What you need to do: Copy the lines of the items from the one containing "out the beige" through the one containing "[(18, 381)]", both included, without changing anything.

Entries for pointing at named objects:
☆ ☆ ☆ ☆ ☆ ☆ ☆
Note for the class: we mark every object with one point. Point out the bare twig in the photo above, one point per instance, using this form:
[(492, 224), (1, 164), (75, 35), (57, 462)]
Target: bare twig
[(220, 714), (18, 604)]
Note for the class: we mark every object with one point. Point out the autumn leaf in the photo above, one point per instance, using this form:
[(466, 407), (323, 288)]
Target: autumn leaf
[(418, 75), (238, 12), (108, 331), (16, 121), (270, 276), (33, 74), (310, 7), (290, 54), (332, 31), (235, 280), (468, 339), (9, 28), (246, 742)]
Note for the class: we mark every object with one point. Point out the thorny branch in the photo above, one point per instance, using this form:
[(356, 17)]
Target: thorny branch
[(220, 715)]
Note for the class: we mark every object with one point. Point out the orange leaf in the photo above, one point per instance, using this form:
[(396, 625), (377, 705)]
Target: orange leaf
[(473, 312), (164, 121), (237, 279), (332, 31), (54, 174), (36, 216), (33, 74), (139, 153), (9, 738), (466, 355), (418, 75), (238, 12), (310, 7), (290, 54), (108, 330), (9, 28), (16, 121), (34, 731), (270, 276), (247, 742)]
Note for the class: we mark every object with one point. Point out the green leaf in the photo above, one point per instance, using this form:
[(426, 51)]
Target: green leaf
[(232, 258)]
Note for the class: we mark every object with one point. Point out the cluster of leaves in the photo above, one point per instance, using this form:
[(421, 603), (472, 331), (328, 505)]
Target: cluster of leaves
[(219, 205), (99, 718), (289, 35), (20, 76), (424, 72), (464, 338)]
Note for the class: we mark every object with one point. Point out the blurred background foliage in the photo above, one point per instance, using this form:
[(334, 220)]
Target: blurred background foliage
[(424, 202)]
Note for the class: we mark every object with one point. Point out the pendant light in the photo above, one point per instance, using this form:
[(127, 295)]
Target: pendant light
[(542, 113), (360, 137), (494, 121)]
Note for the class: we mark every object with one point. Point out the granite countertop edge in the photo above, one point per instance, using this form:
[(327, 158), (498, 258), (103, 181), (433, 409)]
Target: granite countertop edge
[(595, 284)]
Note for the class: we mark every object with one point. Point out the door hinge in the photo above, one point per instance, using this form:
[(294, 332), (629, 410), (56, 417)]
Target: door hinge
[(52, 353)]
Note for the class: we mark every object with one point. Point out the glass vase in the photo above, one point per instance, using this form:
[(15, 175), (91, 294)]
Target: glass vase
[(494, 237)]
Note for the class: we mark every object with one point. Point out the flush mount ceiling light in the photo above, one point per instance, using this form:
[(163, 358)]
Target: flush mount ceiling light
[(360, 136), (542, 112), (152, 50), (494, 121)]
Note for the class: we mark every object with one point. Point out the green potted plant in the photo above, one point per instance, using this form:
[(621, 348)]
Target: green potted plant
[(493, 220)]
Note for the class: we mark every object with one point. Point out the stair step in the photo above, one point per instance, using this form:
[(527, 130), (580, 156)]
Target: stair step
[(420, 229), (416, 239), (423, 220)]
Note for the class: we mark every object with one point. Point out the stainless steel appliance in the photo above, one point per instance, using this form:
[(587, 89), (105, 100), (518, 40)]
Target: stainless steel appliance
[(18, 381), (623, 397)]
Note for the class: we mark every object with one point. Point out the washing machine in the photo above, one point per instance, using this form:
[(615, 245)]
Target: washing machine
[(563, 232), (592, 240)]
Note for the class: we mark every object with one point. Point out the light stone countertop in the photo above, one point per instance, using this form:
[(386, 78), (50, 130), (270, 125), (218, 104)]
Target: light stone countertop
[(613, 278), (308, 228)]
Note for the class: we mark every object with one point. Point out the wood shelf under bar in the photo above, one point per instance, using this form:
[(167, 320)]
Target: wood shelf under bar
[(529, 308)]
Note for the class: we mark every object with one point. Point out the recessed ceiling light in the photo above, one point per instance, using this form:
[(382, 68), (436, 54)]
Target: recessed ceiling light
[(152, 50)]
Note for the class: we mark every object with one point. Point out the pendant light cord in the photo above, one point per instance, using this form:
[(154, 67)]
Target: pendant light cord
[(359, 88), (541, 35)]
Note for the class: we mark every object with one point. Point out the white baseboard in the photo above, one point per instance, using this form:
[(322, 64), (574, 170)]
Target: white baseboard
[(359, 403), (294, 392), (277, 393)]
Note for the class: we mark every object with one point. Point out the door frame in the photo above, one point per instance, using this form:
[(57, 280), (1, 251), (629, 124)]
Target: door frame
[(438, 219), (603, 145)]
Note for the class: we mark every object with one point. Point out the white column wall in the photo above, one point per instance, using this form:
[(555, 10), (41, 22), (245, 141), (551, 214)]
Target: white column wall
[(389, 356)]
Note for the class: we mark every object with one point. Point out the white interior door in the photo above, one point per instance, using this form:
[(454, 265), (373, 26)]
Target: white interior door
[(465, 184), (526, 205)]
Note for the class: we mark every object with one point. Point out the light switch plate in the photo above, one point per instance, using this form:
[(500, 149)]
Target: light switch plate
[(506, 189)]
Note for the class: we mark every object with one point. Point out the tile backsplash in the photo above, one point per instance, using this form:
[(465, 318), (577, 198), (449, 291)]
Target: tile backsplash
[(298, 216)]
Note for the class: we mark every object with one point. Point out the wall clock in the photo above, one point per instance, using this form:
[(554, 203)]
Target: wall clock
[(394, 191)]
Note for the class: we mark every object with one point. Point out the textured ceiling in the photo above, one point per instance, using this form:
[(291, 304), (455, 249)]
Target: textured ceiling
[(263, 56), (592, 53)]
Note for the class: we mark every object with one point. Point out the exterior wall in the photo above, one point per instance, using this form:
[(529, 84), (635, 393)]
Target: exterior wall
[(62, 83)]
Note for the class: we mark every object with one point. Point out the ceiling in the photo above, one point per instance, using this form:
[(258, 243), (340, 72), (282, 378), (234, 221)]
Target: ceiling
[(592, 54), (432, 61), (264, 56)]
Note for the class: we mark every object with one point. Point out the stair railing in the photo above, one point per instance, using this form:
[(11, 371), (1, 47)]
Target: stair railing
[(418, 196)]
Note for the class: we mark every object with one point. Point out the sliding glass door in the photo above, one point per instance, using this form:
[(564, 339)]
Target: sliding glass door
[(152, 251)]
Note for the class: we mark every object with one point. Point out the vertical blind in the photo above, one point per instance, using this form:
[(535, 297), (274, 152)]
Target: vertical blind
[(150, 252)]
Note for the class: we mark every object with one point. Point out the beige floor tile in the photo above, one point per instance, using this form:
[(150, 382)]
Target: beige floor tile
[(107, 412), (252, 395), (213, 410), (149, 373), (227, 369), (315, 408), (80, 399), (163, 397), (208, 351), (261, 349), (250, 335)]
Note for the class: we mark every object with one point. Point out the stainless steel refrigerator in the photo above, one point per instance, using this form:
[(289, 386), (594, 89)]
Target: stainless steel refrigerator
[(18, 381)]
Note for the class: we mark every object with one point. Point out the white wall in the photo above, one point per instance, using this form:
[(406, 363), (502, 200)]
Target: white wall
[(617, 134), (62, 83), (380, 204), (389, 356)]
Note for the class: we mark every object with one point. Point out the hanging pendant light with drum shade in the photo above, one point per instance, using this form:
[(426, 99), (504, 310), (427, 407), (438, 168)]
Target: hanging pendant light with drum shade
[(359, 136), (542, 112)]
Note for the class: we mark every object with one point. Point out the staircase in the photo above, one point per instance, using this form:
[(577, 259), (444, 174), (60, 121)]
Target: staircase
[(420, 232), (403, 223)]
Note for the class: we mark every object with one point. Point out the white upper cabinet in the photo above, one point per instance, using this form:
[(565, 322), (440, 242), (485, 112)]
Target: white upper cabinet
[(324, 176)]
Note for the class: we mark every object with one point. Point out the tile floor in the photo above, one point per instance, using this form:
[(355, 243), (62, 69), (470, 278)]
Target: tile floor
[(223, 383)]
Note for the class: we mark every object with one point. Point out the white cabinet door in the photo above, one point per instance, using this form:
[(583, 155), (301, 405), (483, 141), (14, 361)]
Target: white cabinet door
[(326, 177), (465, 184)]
☆ ☆ ☆ ☆ ☆ ☆ ☆
Result:
Note for the class: we mark every object with one point. Point out the beige floor tile in the photo above, one point per instance, using this form:
[(150, 382)]
Target: beige floor tile
[(107, 412), (252, 395), (213, 410), (149, 373), (227, 369), (315, 408), (80, 399), (163, 397), (208, 351), (261, 349), (250, 335)]
Note for the class: we mark every object with one point. Point out the stainless steel refrigerator in the photo above, one point per instance, using this form:
[(289, 386), (594, 89)]
Target: stainless steel refrigerator
[(18, 381)]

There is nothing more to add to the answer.